PROMPT A:
Rewrite the paragraph of the SCC compiler text that begins "Since the batch scheduler has no knowledge" as a short bulleted list, keeping its main facts.
PROMPT B:
In the SCC compiler text, which PGI compiler switch produces an executable for cross-platform runs?
PROMPT C:
Resume the SCC compiler text from the point where it ends.

TEXT EXCERPT:
-- Begin --
At present, the SCC provides two families of compilers: GNU and PGI (Portland Group Inc.). The GNU compilers are designed to generate portable executables — albeit not optimally — across computer architectures, including those available on the SCC: the Intel Sandy Bridge, Intel Nehalem, and AMD Opteron. On the contrary, by default the PGI compilers strive to produce executables with optimal computing performance on specific architectures. For better computing performance, users may consider using the PGI compilers. Since the SCC supports multiple processor architectures, caution is encouraged when submitting batch jobs that involve architecture-dependent executables. Be sure to specify the correct processor class on which to run to prevent the batch scheduler from sending the job to the “wrong” node (i.e., different architecture) which may result in runtime error (see -l cpu_arch=ARCH in Table 1 of Running Jobs). On the other hand, if performance is not essential, compiling for cross-platform execution (GNU compilers or PGI compilers with the -tp=x64 switch; see below) is recommended; an executable for cross-platform runs will work on all SCC nodes.

A source code compiled with pgcc (or pgCC, pgfortran) on a login node by default will run optimally on a compute node of the same processor architecture. For example, if the source code is compiled with pgcc (and without specifying a target architecture) on the Intel Sandy Bridge-based scc1/scc2/geo/scc4, it will run best on any compute node of the same Sandy Bridge architecture but may fail to run on any Nehalem-based nodes. On the other hand, if the code is compiled on the Nehalem-based Tanto (this login node is for CNS users only), the executable will run well on an SCC Nehalem node and may run, less than optimally, on a Sandy Bridge node. The difference in behavior reflects Intel and AMD’s practice of processor backward compatibility support; code compiled on the older Nehalem class would run on the newer Sandy Bridge class but, generally, not the other way (you will receive an “Illegal Instruction” system-generated message which is admittedly not very informative).

Since the batch scheduler has no knowledge of how an executable is built, a code compiled for a specific family of processor class may be dispatched to run on a node of a different processor architecture. Consequently, runtime error may result as mentioned above. This can be avoided by including a qsub -l cpu_arch=arch in the batch script or command line batch submission. Alternatively, PGI compilers have a provision to compile for cross-platform (i.e., different processor classes) runs. Executables compiled with this option will run on any Intel or AMD processor class but the computing efficiency may be less than optimal, especially if the code is compiled with a high level of optimization, such as -fast.

The antithetical objectives of PGI code compilations:

  • Compile for optimal efficiency (on specific processor)
-- End --
Coordinate annotation records:
-- Begin --
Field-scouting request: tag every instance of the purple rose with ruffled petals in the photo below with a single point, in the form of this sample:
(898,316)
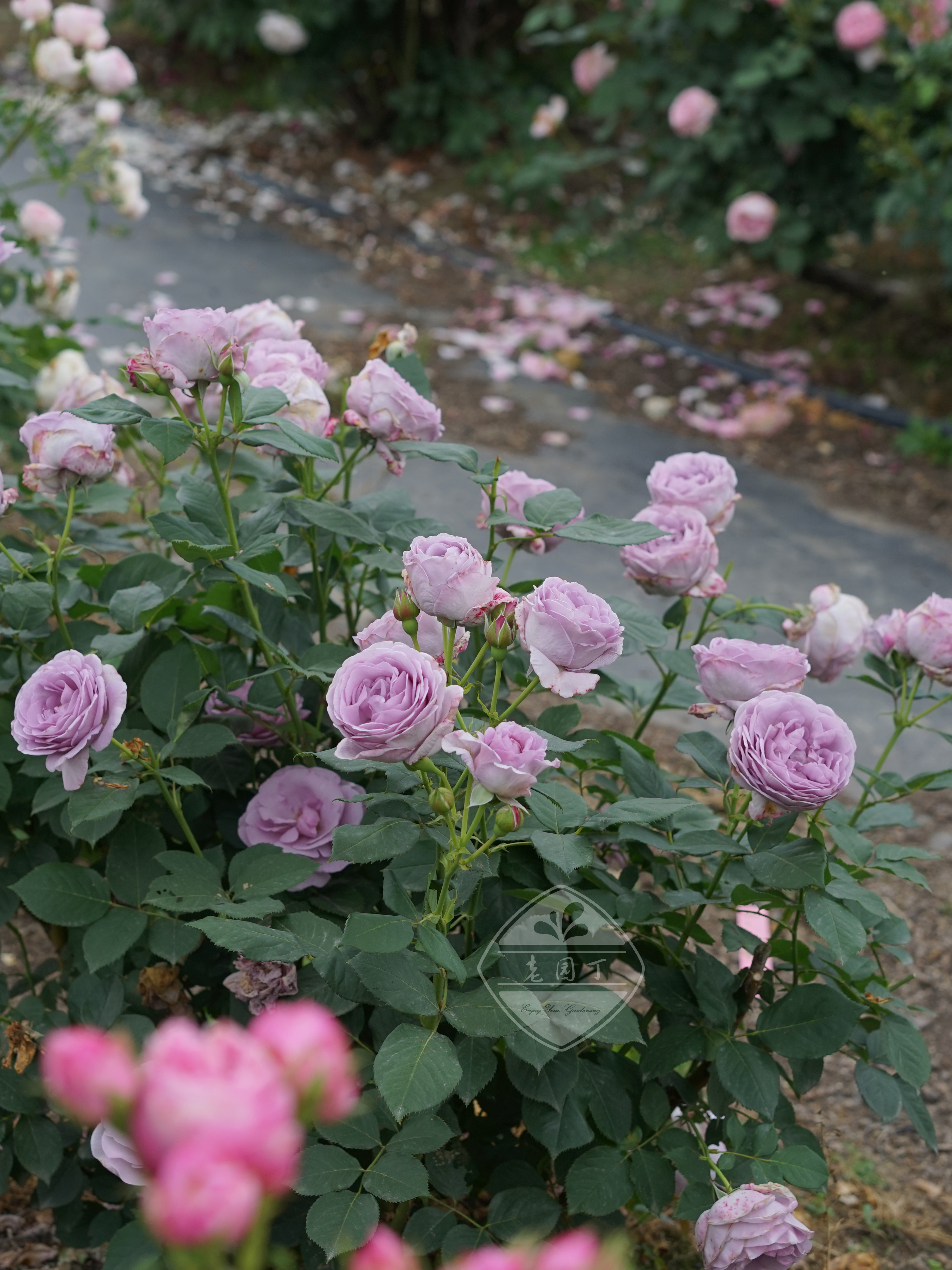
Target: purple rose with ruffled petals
(569,633)
(684,562)
(68,708)
(793,754)
(753,1229)
(449,578)
(299,810)
(67,451)
(392,704)
(696,479)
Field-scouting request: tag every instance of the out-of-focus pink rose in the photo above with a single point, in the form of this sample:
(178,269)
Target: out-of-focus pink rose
(117,1153)
(888,633)
(65,451)
(88,1073)
(751,219)
(793,754)
(449,578)
(592,65)
(201,1196)
(860,25)
(832,633)
(505,760)
(40,222)
(513,490)
(299,810)
(697,479)
(692,112)
(314,1055)
(753,1226)
(569,633)
(430,636)
(392,704)
(929,638)
(684,563)
(110,72)
(82,25)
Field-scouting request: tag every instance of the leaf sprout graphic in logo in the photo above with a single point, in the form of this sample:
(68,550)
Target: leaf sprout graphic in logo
(564,971)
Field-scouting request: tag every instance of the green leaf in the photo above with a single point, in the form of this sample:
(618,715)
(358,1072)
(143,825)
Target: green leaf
(416,1070)
(342,1222)
(397,1178)
(385,839)
(327,1169)
(171,438)
(750,1075)
(112,937)
(64,895)
(376,933)
(809,1022)
(568,852)
(791,867)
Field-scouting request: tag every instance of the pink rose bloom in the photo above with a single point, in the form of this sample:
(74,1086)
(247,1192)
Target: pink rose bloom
(117,1153)
(65,451)
(505,760)
(449,578)
(692,112)
(110,72)
(888,633)
(430,636)
(734,671)
(751,219)
(201,1196)
(314,1055)
(929,638)
(265,321)
(592,65)
(221,1088)
(568,633)
(860,25)
(299,810)
(751,1227)
(298,369)
(696,479)
(70,705)
(82,25)
(192,342)
(88,1073)
(40,222)
(684,563)
(832,633)
(513,490)
(392,704)
(793,754)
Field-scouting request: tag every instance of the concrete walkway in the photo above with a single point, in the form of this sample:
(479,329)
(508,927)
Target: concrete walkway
(784,540)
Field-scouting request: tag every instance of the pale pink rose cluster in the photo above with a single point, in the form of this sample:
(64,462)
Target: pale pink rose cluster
(210,1121)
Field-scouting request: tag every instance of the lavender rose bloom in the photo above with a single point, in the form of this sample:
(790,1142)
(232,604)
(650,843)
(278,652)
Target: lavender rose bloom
(929,638)
(705,482)
(734,671)
(299,810)
(832,633)
(392,704)
(569,633)
(68,708)
(684,563)
(793,754)
(430,636)
(449,578)
(505,760)
(117,1153)
(67,451)
(753,1229)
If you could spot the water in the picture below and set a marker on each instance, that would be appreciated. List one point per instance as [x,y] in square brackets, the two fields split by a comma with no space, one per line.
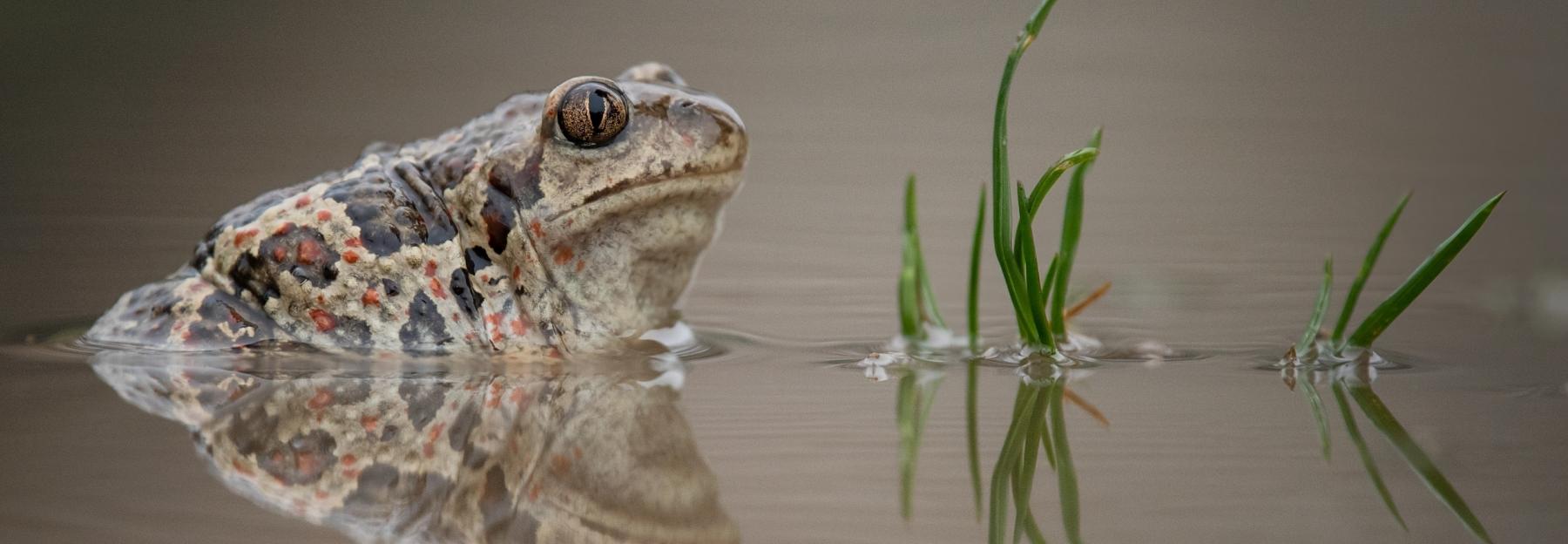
[1242,143]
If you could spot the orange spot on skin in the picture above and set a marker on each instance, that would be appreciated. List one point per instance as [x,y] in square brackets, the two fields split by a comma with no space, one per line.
[245,235]
[323,322]
[321,398]
[493,400]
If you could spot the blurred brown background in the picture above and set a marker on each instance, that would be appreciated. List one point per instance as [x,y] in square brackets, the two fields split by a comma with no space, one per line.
[127,127]
[1242,141]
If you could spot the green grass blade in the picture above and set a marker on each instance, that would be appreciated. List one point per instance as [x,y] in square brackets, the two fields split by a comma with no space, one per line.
[1317,309]
[1052,174]
[1317,411]
[972,430]
[905,408]
[911,228]
[1071,228]
[1051,279]
[974,295]
[909,294]
[1003,473]
[1066,477]
[1366,270]
[1032,294]
[1051,453]
[1385,314]
[999,163]
[1366,455]
[915,406]
[1383,420]
[1024,481]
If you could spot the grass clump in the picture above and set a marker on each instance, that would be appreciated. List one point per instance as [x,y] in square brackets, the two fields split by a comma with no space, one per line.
[1354,377]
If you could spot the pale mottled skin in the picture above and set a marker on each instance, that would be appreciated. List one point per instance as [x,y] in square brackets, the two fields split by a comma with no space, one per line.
[531,453]
[497,235]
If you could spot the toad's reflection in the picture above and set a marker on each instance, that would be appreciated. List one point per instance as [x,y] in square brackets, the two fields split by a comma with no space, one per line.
[384,453]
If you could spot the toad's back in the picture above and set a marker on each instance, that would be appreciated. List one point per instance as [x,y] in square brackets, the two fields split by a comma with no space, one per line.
[557,221]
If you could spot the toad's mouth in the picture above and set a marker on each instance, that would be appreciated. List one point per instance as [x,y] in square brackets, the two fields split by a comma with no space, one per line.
[709,188]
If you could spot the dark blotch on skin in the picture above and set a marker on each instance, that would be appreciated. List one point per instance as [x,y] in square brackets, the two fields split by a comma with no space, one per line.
[499,218]
[425,328]
[395,502]
[392,210]
[251,276]
[303,253]
[470,300]
[221,312]
[352,333]
[476,259]
[462,425]
[423,400]
[301,459]
[504,522]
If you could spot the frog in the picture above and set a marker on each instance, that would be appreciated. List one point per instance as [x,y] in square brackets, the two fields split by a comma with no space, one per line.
[556,223]
[531,451]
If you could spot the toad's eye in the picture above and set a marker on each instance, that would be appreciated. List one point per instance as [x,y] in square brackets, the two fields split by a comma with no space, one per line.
[591,113]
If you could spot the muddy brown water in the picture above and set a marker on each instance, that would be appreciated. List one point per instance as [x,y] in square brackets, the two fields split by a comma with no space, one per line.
[1242,141]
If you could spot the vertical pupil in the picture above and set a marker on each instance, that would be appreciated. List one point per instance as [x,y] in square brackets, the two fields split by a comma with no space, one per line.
[596,108]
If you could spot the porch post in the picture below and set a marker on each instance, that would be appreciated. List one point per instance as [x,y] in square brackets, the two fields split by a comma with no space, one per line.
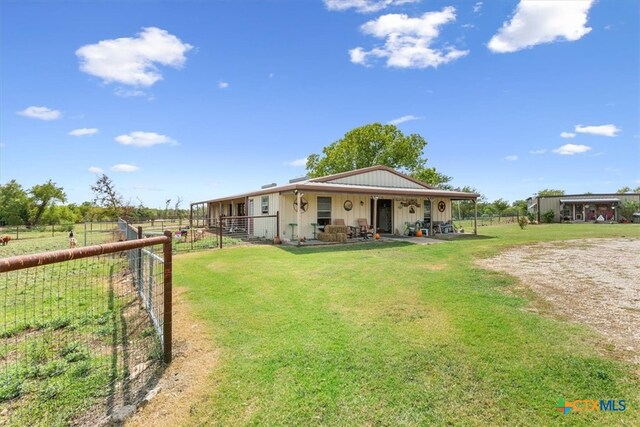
[375,215]
[475,217]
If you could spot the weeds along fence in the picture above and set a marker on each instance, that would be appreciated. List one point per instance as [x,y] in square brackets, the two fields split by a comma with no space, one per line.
[220,232]
[84,332]
[87,233]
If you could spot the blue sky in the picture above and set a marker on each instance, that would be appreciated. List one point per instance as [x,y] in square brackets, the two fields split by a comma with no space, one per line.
[206,99]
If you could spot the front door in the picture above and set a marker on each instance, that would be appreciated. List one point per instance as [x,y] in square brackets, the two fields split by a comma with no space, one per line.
[384,218]
[251,213]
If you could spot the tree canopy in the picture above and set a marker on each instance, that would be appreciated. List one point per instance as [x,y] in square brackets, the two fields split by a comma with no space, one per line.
[550,192]
[42,196]
[375,144]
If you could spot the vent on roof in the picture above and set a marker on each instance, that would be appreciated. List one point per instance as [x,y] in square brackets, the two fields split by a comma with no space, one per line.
[302,178]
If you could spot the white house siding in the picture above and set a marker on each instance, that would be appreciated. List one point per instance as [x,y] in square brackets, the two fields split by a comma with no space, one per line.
[436,215]
[379,178]
[403,214]
[264,227]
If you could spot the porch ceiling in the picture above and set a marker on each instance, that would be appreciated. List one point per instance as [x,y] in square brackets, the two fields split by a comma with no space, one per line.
[582,201]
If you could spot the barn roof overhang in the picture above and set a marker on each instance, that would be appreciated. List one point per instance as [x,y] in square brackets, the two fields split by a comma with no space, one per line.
[593,200]
[327,188]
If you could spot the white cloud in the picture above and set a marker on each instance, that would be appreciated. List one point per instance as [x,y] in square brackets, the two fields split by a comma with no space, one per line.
[298,163]
[408,41]
[603,130]
[132,60]
[542,21]
[403,119]
[364,6]
[124,167]
[144,139]
[83,132]
[128,93]
[95,169]
[42,113]
[571,149]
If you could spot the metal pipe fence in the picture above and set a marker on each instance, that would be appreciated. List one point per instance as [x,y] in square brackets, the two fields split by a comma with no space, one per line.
[82,333]
[220,232]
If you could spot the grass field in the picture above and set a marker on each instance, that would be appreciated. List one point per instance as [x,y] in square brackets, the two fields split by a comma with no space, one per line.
[394,334]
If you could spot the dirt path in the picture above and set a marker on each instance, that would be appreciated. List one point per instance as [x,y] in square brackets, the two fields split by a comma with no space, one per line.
[185,383]
[592,281]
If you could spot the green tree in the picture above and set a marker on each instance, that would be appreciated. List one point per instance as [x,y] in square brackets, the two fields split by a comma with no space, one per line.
[375,144]
[14,204]
[549,192]
[43,196]
[432,177]
[520,206]
[106,196]
[500,206]
[59,214]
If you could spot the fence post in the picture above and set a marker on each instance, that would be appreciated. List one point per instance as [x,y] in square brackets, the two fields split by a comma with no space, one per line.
[168,299]
[140,276]
[220,230]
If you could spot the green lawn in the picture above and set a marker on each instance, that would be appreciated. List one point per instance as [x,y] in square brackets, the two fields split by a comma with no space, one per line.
[394,334]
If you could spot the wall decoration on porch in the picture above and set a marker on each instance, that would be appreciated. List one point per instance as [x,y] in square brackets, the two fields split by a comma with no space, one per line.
[303,205]
[408,203]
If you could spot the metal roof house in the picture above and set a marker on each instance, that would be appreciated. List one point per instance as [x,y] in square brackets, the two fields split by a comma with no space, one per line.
[385,197]
[581,207]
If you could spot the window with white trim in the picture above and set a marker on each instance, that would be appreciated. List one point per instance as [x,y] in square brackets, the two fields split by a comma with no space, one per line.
[324,211]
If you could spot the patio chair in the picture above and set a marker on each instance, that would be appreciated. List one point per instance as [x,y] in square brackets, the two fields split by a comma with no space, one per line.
[365,230]
[350,231]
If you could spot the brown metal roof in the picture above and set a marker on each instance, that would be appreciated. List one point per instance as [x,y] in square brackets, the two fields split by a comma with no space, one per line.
[321,185]
[365,170]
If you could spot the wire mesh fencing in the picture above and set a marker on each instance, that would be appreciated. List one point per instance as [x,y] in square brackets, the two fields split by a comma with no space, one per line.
[83,332]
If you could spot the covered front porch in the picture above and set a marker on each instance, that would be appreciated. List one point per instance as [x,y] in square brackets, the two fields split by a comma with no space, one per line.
[580,210]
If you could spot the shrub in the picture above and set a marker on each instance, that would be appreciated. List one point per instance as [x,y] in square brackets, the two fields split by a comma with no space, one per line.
[523,221]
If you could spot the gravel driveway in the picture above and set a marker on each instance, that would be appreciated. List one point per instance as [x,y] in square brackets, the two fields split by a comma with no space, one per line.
[592,281]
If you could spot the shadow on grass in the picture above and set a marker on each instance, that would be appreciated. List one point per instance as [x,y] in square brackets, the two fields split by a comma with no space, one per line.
[455,237]
[343,247]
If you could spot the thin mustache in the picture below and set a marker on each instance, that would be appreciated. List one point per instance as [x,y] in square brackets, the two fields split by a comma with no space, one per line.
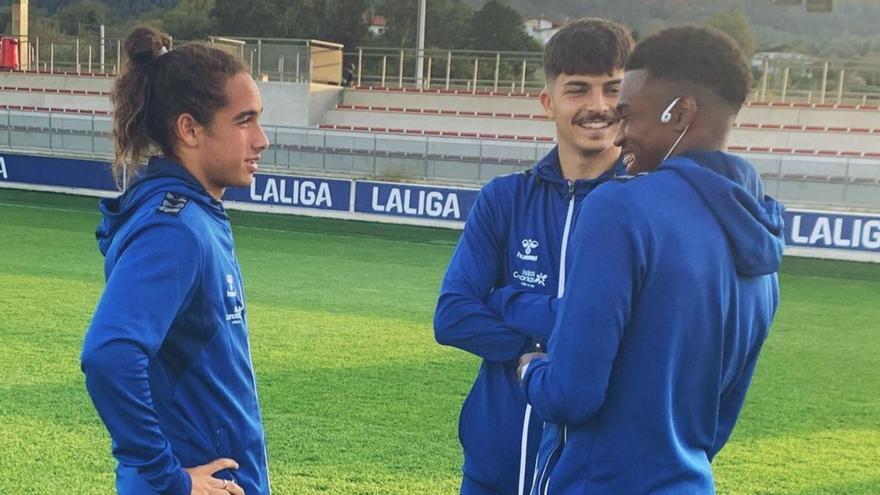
[608,117]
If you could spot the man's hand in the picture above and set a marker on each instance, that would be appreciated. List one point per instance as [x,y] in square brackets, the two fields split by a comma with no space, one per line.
[204,483]
[524,361]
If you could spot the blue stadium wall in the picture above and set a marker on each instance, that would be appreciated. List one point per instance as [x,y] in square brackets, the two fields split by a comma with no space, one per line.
[812,233]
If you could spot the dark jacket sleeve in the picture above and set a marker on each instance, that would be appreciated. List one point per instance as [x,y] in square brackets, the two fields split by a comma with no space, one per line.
[569,386]
[153,278]
[532,313]
[463,317]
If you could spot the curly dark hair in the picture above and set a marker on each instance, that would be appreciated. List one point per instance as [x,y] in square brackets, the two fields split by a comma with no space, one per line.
[702,56]
[587,46]
[159,84]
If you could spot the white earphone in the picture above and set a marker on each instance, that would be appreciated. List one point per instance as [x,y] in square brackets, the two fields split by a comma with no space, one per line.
[666,116]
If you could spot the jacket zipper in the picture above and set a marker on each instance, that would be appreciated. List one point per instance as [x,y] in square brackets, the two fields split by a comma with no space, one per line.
[560,290]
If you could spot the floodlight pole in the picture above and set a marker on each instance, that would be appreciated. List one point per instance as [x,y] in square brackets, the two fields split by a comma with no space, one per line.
[420,55]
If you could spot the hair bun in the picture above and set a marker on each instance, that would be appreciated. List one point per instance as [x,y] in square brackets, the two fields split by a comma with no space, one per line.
[145,44]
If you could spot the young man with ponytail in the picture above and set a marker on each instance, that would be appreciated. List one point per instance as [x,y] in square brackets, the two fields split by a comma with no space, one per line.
[166,357]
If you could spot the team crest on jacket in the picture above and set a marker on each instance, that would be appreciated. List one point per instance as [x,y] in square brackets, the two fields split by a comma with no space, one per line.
[528,246]
[235,304]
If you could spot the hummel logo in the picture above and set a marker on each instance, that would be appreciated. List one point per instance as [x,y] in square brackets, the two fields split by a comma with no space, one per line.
[173,203]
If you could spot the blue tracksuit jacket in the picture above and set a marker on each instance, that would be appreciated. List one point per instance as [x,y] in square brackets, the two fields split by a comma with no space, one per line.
[497,300]
[670,296]
[166,357]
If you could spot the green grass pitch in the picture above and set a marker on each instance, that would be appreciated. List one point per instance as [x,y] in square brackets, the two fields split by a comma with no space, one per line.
[359,399]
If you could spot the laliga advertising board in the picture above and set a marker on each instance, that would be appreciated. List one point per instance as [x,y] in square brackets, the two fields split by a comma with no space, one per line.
[813,233]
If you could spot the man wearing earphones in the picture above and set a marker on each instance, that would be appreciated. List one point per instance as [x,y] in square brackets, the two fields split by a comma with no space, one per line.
[498,298]
[671,291]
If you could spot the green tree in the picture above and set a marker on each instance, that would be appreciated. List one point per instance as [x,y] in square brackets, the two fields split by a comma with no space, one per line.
[254,18]
[189,20]
[82,17]
[497,26]
[736,25]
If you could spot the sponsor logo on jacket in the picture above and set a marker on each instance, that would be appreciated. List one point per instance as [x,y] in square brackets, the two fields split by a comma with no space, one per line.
[528,245]
[531,278]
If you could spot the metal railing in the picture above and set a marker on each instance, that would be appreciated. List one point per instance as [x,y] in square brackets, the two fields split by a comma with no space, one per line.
[818,180]
[283,60]
[299,60]
[68,55]
[471,70]
[301,150]
[818,81]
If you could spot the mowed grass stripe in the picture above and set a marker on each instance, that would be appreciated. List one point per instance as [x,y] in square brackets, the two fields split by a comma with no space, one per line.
[357,397]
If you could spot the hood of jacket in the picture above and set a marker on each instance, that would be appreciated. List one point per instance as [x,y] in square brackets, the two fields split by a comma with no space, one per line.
[732,190]
[160,175]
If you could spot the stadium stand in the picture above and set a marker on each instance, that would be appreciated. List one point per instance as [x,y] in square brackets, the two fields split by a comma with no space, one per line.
[808,153]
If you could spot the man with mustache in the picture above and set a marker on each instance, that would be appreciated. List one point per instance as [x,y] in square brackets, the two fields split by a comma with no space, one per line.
[671,291]
[498,297]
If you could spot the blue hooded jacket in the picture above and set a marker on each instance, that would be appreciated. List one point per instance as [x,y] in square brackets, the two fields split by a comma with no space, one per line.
[670,297]
[497,300]
[166,357]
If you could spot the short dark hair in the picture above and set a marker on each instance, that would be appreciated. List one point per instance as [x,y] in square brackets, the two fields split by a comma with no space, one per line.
[698,55]
[587,46]
[159,84]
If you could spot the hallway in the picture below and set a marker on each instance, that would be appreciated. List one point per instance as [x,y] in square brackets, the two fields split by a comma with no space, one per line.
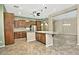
[21,47]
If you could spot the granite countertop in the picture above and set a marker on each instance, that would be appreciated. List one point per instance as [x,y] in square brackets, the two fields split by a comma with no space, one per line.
[19,29]
[47,32]
[51,32]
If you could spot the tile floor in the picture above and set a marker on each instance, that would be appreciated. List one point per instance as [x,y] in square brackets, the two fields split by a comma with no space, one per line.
[21,47]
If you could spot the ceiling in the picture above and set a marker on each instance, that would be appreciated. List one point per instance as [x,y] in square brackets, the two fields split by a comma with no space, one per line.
[26,10]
-- End --
ANSWER A:
- The batch scheduler doesn't know how an executable was built. Code compiled for one processor class may therefore be sent to a node with a different architecture, causing a runtime error.
- Adding qsub -l cpu_arch=arch to the batch script or command-line submission avoids this.
- As an alternative, PGI compilers can compile for cross-platform runs. Such executables run on any Intel or AMD processor class.
- Cross-platform executables may run less efficiently than optimal, especially when compiled with a high optimization level such as -fast.

ANSWER B:
The -tp=x64 switch.

ANSWER C:
    The primary objective of the PGI compilers is to generate an executable to run on a specific processor optimally. If this is your goal, then a PGI compiler is appropriate. There are two ways to achieve this goal:

    1. By default, the PGI compiler will generate an executable to run optimally on the processor on which you perform the compilation. For users using scc1, scc2, geo, scc4 login nodes, that would be for the E5, or Sandy Bridge, class of processors. For Tanto users, that would be for the Nehalem class (see Technical Summary)
    2. Whether you are on a Sandy Bridge or Nehalem class login node to compile a code, you can explicitly specify the target (see the -tp=target section below) architecture for which the code is to be compiled. This also comes in handy if you need to compile codes on a compute node. For example, you may compile code on a Nehalem-node to generate executables for the Sandy Bridge architecture.
  • Compile for ease of use (cross platform portability)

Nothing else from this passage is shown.